▶ What the exercise asks
Report back every line of the entries that contains "soil", exactly as written.

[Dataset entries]
______

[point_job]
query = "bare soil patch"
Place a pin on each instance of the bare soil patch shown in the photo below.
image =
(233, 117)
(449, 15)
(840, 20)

______

▶ Task response
query = "bare soil patch"
Place a pin on each instance of the bare soil patch shown in the photo below.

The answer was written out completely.